■ **Text for analysis**
--- START ---

The opening of the Northwestern Comprehensive Center on Obesity (NCCO) was celebrated by more than 200 members of the Feinberg School community, who packed the Hughes Auditorium of the Robert H. Lurie Medical Research Center on November 13 to learn more about the new undertaking.

Center director Lewis Landsberg, MD, Irving S. Cutter Professor of Medicine and dean emeritus of the Feinberg School, welcomed guests and succinctly told them the reason for the center. “Obesity is, I believe, the major epidemic of our time,” he said. “It’s a multi-faceted problem with many root causes: biological, evolutionary, psychological, sociological, economic, and political,” he noted. “Addressing all of these factors requires the resources of a great university.”

The center will tap the professional resources of Feinberg School faculty members as well as those associated with Northwestern Medical Faculty Foundation and Northwestern Memorial Hospital. Robert Kushner, MD, professor of medicine and NCCO’s clinical care director noted that the center will focus on weight management, bariatric surgery, non-alcoholic fatty liver disease, and obesity in pregnancy.

Healthy for You, Healthy for 2 is a special offering for pregnant overweight women who stand the risk of having complicated pregnancies due to being overweight. Studies have shown that both obesity and excessive weight gain by the mother can adversely affect the health of the offspring in later life. The team-based clinical care will include the expertise of physicians, dietitians, clinical psychologists, exercise physiologist, and most importantly, the mother in the role of self manager.

--- END ---

■ **Data segment**

--- START ---

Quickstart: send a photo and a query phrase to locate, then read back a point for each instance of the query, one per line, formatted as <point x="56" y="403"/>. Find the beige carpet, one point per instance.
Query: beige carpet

--- END ---

■ **Complete the following**
• 1. According to the text on the obesity center's opening, what four areas will the center focus on?
• 2. Continue the text on the obesity center's opening, beginning after its final sentence.
The material is separate from the text on the obesity center's opening.

■ **Responses per task**
• 1. Weight management, bariatric surgery, non-alcoholic fatty liver disease, and obesity in pregnancy.

• 2.
In addition to clinical care, NCCO will integrate and collaborate with researchers. “I don’t think there’s a single specialty in this entire medical center that isn’t touched in one way or another by obesity as a causal factor or a factor that worsens the patient’s health,” said Dr. Kushner.

Other NCCO leaders who spoke at the event were research director Franck Mauvais-Jarvis, MD, PhD, associate professor of medicine; director of the childhood obesity program Katherine Kaufer Christoffel, MD, MPH, professor of pediatrics and of preventive medicine; James Young, MD, professor of medicine; Boyd Metzger, MD, Tom D. Spies Professor of Metabolism and Nutrition; and Andrea Dunaif, MD, Charles F. Kettering Professor of Medicine.

In the inaugural address of the center’s planned lecture series, guest speaker George Bray, MD, a renowned expert in the field of obesity, presented “Obesity—Past, Present, and Future,” which focused on evidence of obesity in the Stone Age to weight loss theories of the 1800s to the future where an understanding of genetic makeup will play a crucial role.